**SHORT PROBLEM A**. From the forum thread on coop materials, copy the text starting at "## TerriB (Nov" and ending at "to keep clean.".
**SHORT PROBLEM B**. In the forum thread on coop materials, which wood does Phil call a good one?

I think it would be too slick...

No. 2 Pine is a good one I think, it 'breathes' well, and they can always get a decent grip on it.


Phil
Las Vegas


----------



## Rosebud (Dec 14, 2005)

Thanks for responding, Phil. I suspect the reason you mention will be a consensus with most fanciers. However, I will use it for the sloping sides of 'V' perches with wood joining the two for good footing, the melamine and spacing between it and the wall should make cleaning easier. Know that I had pigeons as a youngster and my dad had in excess of 700 chickens and guess who's job it was to clean up... Now that I'm re-entering the hobby I'd like to make clean up somewhat easier as well as a healthier setup for the birds.
All the best to you and others on this most enlightening list this holiday season.
Rosebud


----------



## pdpbison (Mar 15, 2005)

Hi Rosebud,


Oh, I see what you mean...yes, good idea. Ths poops will slide on off more than with other materials, and the clean up would be easier...and something non-slick for where they actually have their feet when perching.

Cool...


Phil
Las Vegas


----------



## TerriB (Nov 16, 2003)

Rosebud, we had the same idea and used it on all horizontal surfaces when we first built our coop. We found that melamine is not sturdy enough for any surface you need to scrape on a regular basis. It is too slippery for a safe walkway. Plus, it doesn't hold up well to any moisture, such as juicy poop or water droplets.

We redid the shelves with pine boards painted with interior enamal, airing the boards for several weeks after painting before installing them. Looks great and is easy to keep clean.


----------

**MATERIAL**.
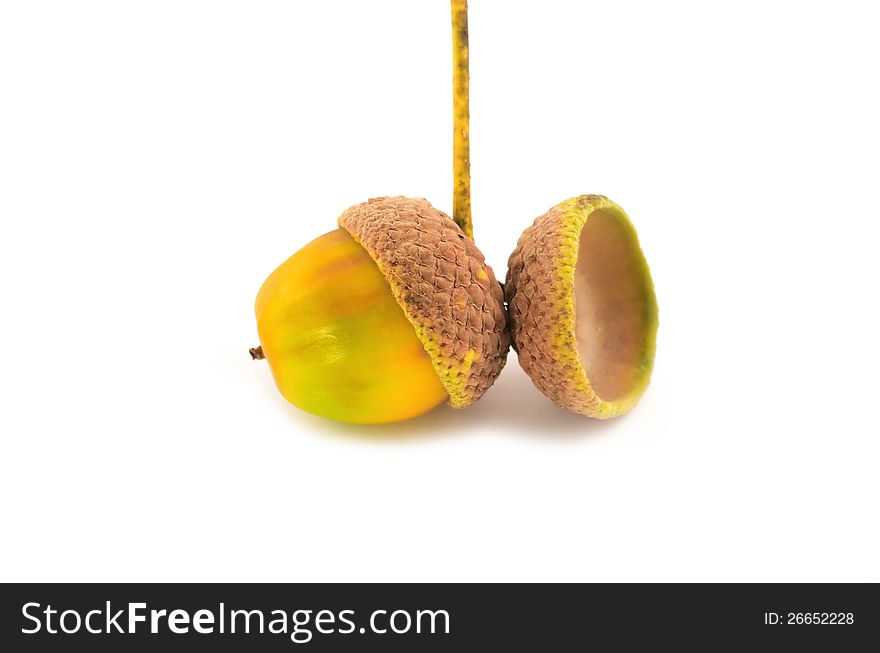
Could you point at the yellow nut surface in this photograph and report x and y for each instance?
(337, 341)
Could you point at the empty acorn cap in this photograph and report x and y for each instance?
(442, 282)
(582, 307)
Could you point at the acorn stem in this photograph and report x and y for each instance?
(461, 165)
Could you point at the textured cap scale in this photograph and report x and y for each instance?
(444, 286)
(541, 296)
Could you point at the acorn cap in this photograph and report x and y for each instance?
(442, 282)
(582, 307)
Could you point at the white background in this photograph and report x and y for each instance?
(159, 159)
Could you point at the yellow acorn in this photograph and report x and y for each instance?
(385, 318)
(583, 313)
(396, 311)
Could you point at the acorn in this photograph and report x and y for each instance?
(396, 311)
(583, 313)
(385, 318)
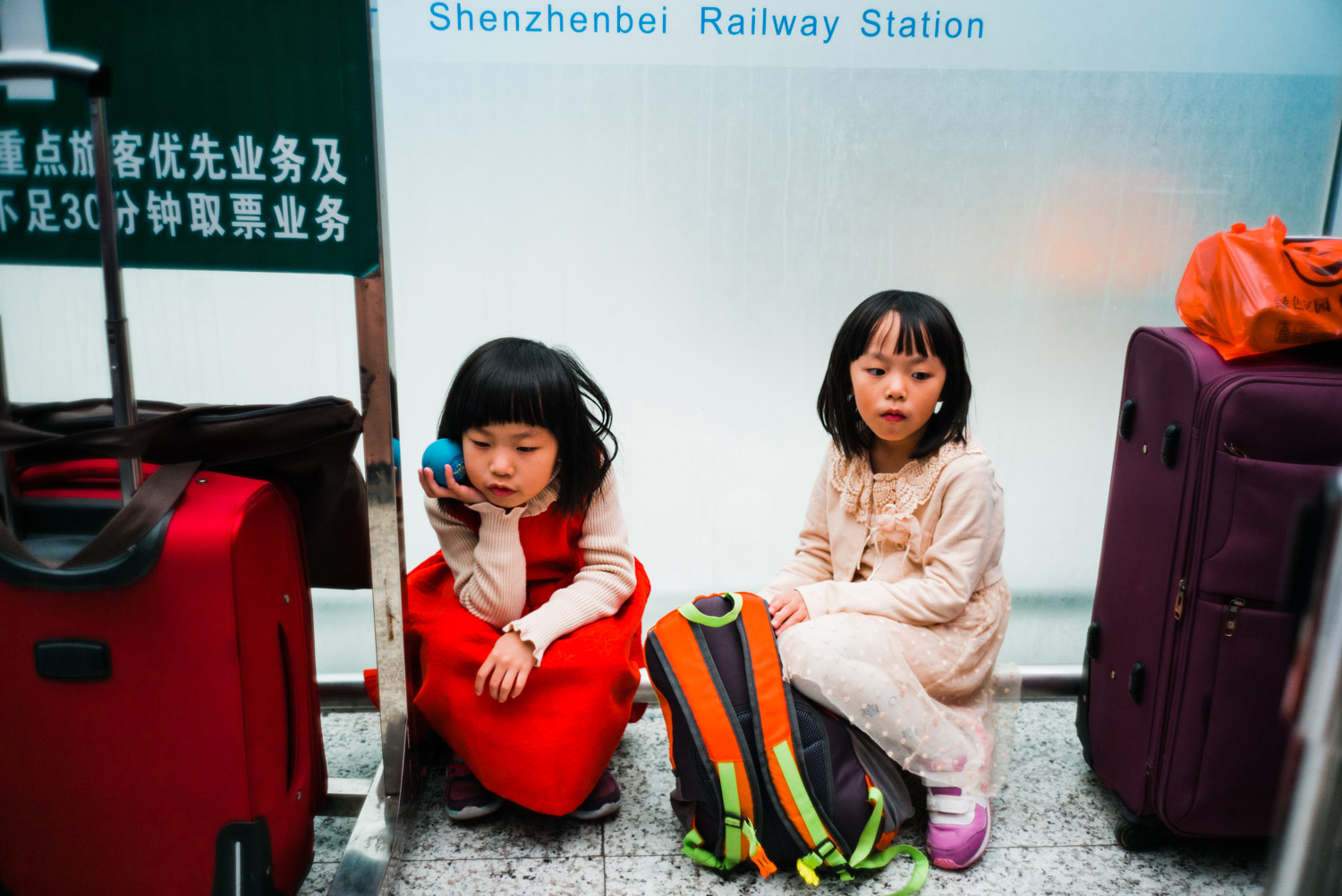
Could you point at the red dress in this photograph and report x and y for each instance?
(545, 748)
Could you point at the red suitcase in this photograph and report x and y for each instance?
(157, 681)
(166, 730)
(1188, 648)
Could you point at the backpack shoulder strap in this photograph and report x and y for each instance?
(717, 735)
(777, 746)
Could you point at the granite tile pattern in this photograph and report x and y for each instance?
(352, 743)
(580, 876)
(1051, 834)
(510, 833)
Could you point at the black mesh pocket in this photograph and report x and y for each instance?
(815, 757)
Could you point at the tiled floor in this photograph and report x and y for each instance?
(1051, 834)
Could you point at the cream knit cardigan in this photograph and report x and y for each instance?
(490, 568)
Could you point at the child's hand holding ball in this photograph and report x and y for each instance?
(435, 478)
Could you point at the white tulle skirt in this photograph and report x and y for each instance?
(923, 694)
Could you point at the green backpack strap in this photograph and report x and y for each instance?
(718, 740)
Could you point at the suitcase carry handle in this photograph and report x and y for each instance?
(97, 80)
(136, 520)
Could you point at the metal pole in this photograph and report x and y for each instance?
(1330, 209)
(381, 824)
(7, 466)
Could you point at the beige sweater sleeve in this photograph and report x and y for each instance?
(599, 589)
(491, 573)
(811, 562)
(955, 562)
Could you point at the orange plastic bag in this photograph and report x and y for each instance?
(1251, 292)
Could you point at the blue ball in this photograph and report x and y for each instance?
(440, 453)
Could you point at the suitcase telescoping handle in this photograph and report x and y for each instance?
(97, 80)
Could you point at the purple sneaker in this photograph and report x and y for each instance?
(957, 828)
(603, 801)
(464, 796)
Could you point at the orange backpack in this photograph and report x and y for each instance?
(762, 774)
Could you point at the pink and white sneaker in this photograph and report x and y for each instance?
(957, 828)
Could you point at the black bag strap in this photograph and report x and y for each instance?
(123, 531)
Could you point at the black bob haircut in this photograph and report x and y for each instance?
(523, 381)
(926, 327)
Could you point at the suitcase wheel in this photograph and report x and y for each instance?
(1134, 836)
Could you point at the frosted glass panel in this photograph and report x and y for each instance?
(698, 233)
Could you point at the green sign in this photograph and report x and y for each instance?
(242, 139)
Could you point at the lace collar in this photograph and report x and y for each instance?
(896, 494)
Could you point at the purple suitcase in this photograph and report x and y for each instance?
(1189, 643)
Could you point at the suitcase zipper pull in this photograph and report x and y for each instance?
(1236, 603)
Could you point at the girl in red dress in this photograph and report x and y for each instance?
(528, 622)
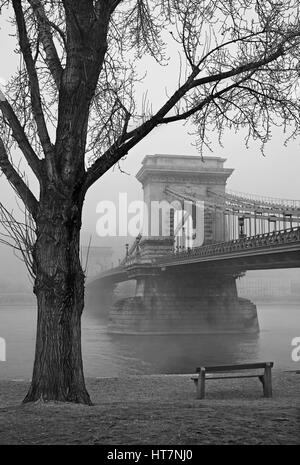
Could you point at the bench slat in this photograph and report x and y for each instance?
(195, 378)
(243, 366)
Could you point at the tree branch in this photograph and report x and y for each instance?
(52, 59)
(33, 78)
(117, 151)
(20, 137)
(17, 182)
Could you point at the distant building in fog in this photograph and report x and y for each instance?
(96, 259)
(271, 285)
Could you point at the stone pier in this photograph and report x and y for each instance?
(181, 303)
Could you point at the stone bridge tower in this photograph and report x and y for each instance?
(190, 300)
(192, 177)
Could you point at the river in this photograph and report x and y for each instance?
(113, 355)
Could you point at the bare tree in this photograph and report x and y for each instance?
(72, 111)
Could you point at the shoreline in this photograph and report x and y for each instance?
(157, 409)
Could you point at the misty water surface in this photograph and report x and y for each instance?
(112, 355)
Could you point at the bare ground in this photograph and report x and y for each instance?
(157, 410)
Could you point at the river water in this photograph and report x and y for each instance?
(113, 355)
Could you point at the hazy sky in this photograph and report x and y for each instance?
(275, 175)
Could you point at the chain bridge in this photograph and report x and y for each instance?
(198, 239)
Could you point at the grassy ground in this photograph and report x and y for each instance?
(157, 410)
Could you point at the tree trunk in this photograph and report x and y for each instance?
(59, 288)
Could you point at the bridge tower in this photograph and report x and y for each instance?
(165, 176)
(193, 300)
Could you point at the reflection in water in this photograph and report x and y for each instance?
(119, 355)
(181, 354)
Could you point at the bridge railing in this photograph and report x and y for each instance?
(271, 239)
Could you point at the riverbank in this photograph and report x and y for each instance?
(157, 409)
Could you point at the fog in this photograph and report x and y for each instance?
(274, 175)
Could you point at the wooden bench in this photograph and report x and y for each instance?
(265, 378)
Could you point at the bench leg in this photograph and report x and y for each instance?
(267, 385)
(200, 385)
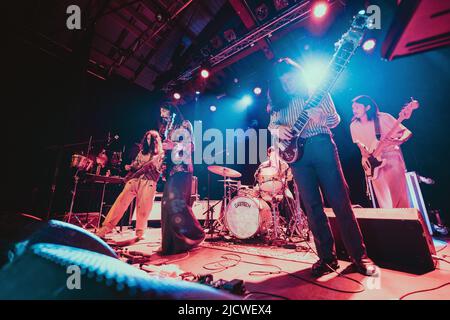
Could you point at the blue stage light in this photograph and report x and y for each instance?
(314, 72)
(245, 101)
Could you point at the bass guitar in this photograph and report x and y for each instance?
(372, 160)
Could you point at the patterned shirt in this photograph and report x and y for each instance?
(151, 173)
(290, 114)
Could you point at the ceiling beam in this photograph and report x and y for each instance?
(249, 21)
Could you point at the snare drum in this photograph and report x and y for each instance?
(81, 162)
(247, 217)
(248, 191)
(270, 180)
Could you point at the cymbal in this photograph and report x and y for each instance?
(224, 171)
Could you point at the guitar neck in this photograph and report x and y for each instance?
(384, 138)
(338, 63)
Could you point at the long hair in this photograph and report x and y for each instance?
(277, 96)
(373, 111)
(155, 146)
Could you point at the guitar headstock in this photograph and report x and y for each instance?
(408, 109)
(353, 37)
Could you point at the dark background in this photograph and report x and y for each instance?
(48, 103)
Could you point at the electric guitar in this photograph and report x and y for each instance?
(372, 162)
(155, 163)
(291, 150)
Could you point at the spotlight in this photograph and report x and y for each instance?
(257, 91)
(245, 101)
(320, 9)
(204, 73)
(369, 45)
(314, 72)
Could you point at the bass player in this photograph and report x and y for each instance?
(368, 126)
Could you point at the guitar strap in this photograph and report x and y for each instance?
(377, 127)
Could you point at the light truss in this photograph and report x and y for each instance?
(297, 13)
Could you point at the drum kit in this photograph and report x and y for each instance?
(85, 164)
(253, 212)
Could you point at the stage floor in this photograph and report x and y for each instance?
(268, 270)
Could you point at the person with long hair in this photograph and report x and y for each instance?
(180, 229)
(319, 171)
(142, 187)
(390, 185)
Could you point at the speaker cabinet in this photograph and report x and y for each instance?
(395, 239)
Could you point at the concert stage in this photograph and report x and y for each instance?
(279, 273)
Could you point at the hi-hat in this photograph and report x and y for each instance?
(225, 172)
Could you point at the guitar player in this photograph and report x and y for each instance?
(142, 187)
(368, 123)
(319, 170)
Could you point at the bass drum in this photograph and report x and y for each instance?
(247, 217)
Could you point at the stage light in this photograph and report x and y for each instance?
(320, 9)
(369, 45)
(204, 73)
(257, 91)
(245, 101)
(314, 72)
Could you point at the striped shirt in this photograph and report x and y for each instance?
(290, 114)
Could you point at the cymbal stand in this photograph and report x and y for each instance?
(298, 223)
(72, 202)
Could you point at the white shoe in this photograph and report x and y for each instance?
(102, 232)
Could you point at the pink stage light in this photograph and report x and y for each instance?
(320, 9)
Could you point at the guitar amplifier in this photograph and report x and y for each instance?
(395, 239)
(416, 198)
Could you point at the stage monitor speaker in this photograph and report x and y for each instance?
(199, 208)
(395, 239)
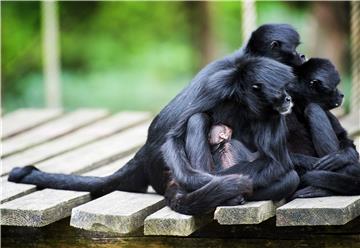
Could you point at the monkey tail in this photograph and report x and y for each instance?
(226, 190)
(339, 183)
(130, 177)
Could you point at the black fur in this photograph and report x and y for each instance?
(322, 153)
(225, 91)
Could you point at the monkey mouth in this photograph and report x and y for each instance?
(285, 110)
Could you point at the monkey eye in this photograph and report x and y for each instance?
(275, 44)
(256, 87)
(314, 82)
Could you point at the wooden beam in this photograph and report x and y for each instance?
(332, 210)
(66, 124)
(249, 213)
(24, 119)
(51, 51)
(119, 212)
(93, 132)
(170, 223)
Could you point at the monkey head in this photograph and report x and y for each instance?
(317, 83)
(276, 41)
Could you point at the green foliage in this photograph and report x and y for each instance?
(121, 55)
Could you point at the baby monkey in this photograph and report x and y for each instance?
(226, 151)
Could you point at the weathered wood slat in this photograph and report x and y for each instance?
(51, 130)
(12, 191)
(122, 143)
(118, 212)
(96, 154)
(41, 208)
(351, 123)
(249, 213)
(170, 223)
(333, 210)
(110, 168)
(93, 132)
(25, 119)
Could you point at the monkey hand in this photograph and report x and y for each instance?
(333, 161)
(18, 173)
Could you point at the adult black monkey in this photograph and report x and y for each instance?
(276, 41)
(316, 133)
(251, 92)
(151, 164)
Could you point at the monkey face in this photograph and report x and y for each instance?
(265, 93)
(277, 41)
(318, 81)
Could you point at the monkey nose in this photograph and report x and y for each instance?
(303, 57)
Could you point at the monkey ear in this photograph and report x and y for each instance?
(313, 82)
(256, 86)
(275, 44)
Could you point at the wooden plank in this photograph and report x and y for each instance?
(24, 119)
(10, 191)
(249, 213)
(120, 145)
(332, 210)
(170, 223)
(351, 123)
(48, 206)
(96, 154)
(110, 168)
(52, 130)
(118, 212)
(88, 134)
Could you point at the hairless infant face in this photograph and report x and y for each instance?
(219, 134)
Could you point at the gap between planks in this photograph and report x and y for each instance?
(93, 132)
(51, 130)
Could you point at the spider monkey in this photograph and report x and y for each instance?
(227, 151)
(314, 132)
(251, 91)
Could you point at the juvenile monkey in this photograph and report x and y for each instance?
(226, 151)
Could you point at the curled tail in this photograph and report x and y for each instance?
(174, 154)
(225, 190)
(130, 177)
(339, 183)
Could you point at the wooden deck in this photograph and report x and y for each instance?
(94, 142)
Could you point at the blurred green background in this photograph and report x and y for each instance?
(139, 55)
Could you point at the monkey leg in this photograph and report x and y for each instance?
(197, 145)
(217, 192)
(323, 136)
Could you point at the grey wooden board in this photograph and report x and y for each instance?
(10, 191)
(351, 123)
(332, 210)
(25, 119)
(41, 208)
(90, 133)
(170, 223)
(96, 154)
(118, 212)
(128, 138)
(249, 213)
(110, 168)
(52, 130)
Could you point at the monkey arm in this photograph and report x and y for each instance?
(325, 133)
(196, 142)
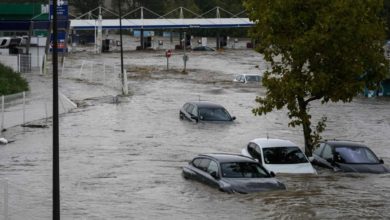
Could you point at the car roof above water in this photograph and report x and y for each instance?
(225, 157)
(267, 142)
(339, 143)
(206, 104)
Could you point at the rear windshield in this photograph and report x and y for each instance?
(253, 78)
(284, 155)
(355, 155)
(214, 114)
(243, 170)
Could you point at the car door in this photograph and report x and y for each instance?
(255, 152)
(188, 112)
(317, 153)
(201, 171)
(210, 179)
(326, 155)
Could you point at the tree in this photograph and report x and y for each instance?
(11, 82)
(318, 50)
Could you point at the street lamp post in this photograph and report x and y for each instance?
(56, 162)
(122, 75)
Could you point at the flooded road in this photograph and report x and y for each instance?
(123, 161)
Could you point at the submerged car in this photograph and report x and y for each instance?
(203, 48)
(347, 156)
(231, 173)
(247, 78)
(278, 156)
(204, 111)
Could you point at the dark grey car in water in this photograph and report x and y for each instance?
(204, 111)
(231, 173)
(347, 156)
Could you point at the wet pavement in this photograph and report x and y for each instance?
(123, 161)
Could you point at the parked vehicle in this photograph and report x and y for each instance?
(204, 111)
(247, 78)
(347, 156)
(231, 173)
(278, 156)
(203, 48)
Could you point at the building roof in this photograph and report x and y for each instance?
(162, 23)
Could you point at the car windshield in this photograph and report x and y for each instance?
(214, 114)
(243, 170)
(253, 78)
(284, 155)
(348, 154)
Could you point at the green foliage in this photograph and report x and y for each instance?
(11, 82)
(318, 50)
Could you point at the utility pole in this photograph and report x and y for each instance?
(185, 57)
(122, 75)
(56, 159)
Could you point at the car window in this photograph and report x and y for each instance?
(213, 167)
(214, 114)
(204, 164)
(243, 170)
(250, 78)
(254, 151)
(194, 111)
(348, 154)
(189, 108)
(319, 149)
(196, 162)
(284, 155)
(327, 153)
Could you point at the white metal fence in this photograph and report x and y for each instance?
(23, 63)
(94, 72)
(21, 108)
(17, 202)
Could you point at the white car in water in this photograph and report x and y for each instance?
(279, 156)
(247, 78)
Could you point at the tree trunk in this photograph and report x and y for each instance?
(305, 118)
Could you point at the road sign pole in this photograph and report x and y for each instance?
(185, 55)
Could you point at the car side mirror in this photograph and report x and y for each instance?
(331, 161)
(195, 118)
(214, 174)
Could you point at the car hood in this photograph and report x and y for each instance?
(291, 168)
(247, 185)
(362, 168)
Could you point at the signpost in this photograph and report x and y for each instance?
(185, 57)
(168, 54)
(62, 20)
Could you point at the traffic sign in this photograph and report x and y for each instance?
(168, 53)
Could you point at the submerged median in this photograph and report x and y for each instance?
(11, 82)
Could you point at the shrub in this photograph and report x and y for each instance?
(11, 82)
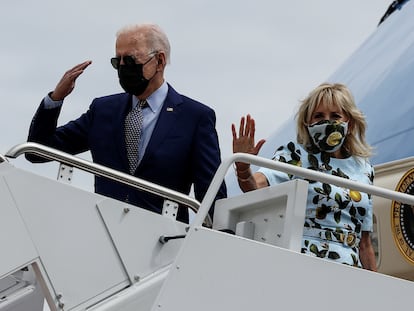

**TASK SOLUTION A**.
## TerriB (Nov 16, 2003)

Rosebud, we had the same idea and used it on all horizontal surfaces when we first built our coop. We found that melamine is not sturdy enough for any surface you need to scrape on a regular basis. It is too slippery for a safe walkway. Plus, it doesn't hold up well to any moisture, such as juicy poop or water droplets.

We redid the shelves with pine boards painted with interior enamal, airing the boards for several weeks after painting before installing them. Looks great and is easy to keep clean.

**TASK SOLUTION B**. Phil calls No. 2 Pine a good one.